PROMPT
Using the entries below, return word for word the lines from the one containing "Expected: one point per instance of the person's leg, each" up to and including the last.

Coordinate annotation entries
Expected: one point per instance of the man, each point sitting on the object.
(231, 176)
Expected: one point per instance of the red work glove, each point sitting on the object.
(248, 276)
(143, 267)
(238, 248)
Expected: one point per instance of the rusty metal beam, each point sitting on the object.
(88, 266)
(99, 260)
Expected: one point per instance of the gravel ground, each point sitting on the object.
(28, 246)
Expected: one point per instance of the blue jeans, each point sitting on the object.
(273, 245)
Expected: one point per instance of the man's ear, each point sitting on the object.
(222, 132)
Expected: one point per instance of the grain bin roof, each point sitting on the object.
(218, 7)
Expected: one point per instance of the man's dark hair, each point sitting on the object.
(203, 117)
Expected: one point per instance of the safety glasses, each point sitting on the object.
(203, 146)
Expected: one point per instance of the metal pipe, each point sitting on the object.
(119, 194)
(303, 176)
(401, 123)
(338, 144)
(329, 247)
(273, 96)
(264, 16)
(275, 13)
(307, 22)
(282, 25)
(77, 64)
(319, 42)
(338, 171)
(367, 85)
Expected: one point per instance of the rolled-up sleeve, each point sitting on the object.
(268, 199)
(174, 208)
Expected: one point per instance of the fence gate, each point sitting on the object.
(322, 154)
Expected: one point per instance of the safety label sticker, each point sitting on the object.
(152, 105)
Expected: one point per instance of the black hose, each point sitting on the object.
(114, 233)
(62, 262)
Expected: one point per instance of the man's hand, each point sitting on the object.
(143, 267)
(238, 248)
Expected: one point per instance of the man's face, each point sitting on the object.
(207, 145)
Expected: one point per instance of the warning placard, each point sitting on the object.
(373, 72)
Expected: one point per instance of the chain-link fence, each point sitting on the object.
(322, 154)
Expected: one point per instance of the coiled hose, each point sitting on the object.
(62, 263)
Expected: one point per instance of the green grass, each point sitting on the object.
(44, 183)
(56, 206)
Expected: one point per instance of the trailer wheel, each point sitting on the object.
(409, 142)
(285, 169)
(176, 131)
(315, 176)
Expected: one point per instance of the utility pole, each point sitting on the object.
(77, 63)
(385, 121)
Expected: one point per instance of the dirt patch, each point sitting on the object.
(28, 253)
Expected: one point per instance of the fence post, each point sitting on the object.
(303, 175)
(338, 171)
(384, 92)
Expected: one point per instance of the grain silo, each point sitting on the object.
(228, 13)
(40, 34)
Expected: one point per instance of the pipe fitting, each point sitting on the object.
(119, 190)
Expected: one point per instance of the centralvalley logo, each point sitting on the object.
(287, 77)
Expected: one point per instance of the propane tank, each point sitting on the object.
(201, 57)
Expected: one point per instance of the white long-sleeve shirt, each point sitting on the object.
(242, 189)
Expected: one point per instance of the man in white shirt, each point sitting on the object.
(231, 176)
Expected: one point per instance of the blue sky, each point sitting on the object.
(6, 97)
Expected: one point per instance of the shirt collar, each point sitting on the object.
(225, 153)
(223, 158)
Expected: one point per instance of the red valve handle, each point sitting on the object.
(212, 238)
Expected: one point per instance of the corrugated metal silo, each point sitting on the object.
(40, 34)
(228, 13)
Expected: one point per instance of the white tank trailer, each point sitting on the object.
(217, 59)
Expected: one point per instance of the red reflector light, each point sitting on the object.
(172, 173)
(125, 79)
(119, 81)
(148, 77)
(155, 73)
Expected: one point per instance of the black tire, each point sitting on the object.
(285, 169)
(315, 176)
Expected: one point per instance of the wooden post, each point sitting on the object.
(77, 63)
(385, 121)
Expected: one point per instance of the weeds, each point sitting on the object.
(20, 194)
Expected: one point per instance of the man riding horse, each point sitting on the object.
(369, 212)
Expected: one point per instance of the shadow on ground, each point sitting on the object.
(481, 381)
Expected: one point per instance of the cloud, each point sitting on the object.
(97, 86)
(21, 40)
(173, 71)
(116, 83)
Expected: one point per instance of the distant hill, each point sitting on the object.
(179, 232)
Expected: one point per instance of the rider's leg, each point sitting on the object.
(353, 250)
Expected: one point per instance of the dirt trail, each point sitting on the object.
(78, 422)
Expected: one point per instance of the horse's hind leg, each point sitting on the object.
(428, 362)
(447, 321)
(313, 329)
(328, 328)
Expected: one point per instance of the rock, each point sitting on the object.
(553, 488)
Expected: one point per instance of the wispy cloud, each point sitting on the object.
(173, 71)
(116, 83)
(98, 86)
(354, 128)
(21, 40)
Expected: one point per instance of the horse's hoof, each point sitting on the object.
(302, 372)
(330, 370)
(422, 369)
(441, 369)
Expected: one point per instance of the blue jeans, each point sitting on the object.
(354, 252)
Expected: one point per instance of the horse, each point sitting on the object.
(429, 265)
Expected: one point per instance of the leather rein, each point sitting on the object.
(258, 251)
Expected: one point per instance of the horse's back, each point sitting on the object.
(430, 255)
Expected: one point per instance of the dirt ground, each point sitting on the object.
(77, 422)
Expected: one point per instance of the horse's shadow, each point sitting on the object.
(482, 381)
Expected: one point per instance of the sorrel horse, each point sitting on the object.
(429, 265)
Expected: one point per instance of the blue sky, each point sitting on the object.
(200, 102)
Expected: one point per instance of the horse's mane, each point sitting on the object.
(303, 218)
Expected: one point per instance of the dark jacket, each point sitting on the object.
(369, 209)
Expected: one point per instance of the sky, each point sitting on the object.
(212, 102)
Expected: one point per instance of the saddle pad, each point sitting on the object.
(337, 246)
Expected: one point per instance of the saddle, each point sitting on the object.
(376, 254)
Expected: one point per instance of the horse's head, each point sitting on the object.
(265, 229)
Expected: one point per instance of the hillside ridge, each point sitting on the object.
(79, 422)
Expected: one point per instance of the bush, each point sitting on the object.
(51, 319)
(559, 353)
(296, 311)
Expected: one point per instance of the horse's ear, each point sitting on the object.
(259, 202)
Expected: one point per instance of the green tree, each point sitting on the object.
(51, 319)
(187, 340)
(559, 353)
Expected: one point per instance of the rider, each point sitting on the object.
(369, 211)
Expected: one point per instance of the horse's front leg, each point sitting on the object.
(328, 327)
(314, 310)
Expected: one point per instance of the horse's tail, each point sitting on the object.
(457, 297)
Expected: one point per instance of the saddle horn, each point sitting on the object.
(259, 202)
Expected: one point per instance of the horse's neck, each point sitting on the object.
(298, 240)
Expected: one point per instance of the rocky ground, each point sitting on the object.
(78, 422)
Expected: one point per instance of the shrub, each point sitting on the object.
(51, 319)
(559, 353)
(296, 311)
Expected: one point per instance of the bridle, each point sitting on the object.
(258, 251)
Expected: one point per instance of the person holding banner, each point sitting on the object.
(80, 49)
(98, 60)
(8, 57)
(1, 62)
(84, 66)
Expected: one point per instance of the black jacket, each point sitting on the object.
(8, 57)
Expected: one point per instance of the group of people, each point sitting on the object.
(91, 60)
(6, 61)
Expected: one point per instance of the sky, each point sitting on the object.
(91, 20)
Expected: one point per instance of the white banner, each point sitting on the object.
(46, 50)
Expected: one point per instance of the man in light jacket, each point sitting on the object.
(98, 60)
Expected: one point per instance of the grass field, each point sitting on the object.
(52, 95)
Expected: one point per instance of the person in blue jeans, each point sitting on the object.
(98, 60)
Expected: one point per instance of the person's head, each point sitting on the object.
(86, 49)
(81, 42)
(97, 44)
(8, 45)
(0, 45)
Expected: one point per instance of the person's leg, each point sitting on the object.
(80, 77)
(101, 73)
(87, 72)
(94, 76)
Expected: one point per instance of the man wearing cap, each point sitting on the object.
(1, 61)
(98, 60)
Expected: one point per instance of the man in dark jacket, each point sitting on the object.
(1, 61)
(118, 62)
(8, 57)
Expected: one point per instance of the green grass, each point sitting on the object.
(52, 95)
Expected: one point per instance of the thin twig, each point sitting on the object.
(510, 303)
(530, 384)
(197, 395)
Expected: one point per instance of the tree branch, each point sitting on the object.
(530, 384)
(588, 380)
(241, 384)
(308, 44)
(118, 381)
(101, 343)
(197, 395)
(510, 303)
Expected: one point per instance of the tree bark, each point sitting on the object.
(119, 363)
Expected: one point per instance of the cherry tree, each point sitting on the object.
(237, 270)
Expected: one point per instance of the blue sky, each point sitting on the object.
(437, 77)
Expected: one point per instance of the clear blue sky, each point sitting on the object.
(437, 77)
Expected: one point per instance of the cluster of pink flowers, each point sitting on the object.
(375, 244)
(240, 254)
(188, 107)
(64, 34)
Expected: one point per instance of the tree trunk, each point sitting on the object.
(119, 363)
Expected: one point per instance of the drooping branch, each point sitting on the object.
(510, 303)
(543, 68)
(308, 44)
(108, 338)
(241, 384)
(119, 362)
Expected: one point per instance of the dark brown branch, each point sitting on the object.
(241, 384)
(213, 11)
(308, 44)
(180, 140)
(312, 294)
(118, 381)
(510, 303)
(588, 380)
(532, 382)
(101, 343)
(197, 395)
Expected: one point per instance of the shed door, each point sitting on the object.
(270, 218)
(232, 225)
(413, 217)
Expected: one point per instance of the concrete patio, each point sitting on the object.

ANSWER TO THE PROBLEM
Expected: one point per instance of the person's leg, each point sitting on the object.
(80, 77)
(101, 73)
(87, 72)
(94, 76)
Expected: one point per instance of the man wearing cap, each point sitting on the object.
(1, 61)
(98, 60)
Expected: one point per instance of the man in dark jacket, each point sitting on the object.
(1, 61)
(118, 62)
(8, 57)
Expected: one point per instance of the green grass, each point sitting on the object.
(52, 95)
Expected: one point per instance of the thin twig, each point sitting on the object.
(510, 303)
(530, 384)
(197, 395)
Expected: one point per instance of the tree branch, each point sitting on the object.
(530, 384)
(588, 380)
(241, 384)
(308, 44)
(118, 381)
(101, 343)
(197, 395)
(510, 303)
Expected: one point per instance of the tree bark, each point sitting on the object.
(119, 363)
Expected: one point per instance of the cherry tree, each point sitting on the object.
(237, 270)
Expected: one point per instance of the blue sky, each point sitting on the object.
(437, 77)
Expected: one point per instance of the clear blue sky, each point sitting on the object.
(437, 77)
Expected: one point per instance of the cluster of pink flowers, each point sitting on the object.
(375, 244)
(240, 254)
(188, 107)
(64, 34)
Expected: one point per instance of the tree trunk, each point sitting on the object.
(119, 363)
Expected: one point per instance of the drooping branch, each point sitting on the object.
(510, 303)
(543, 68)
(308, 44)
(108, 338)
(241, 384)
(119, 362)
Expected: one point per instance of the dark brown branch, each point sitting on the object.
(241, 384)
(213, 11)
(308, 44)
(180, 140)
(312, 294)
(118, 381)
(510, 303)
(588, 380)
(532, 382)
(101, 343)
(197, 395)
Expected: one point per instance of the shed door, each point sitting on the object.
(270, 218)
(232, 225)
(413, 217)
Expected: one point per instance of the concrete patio, each point sitting on the object.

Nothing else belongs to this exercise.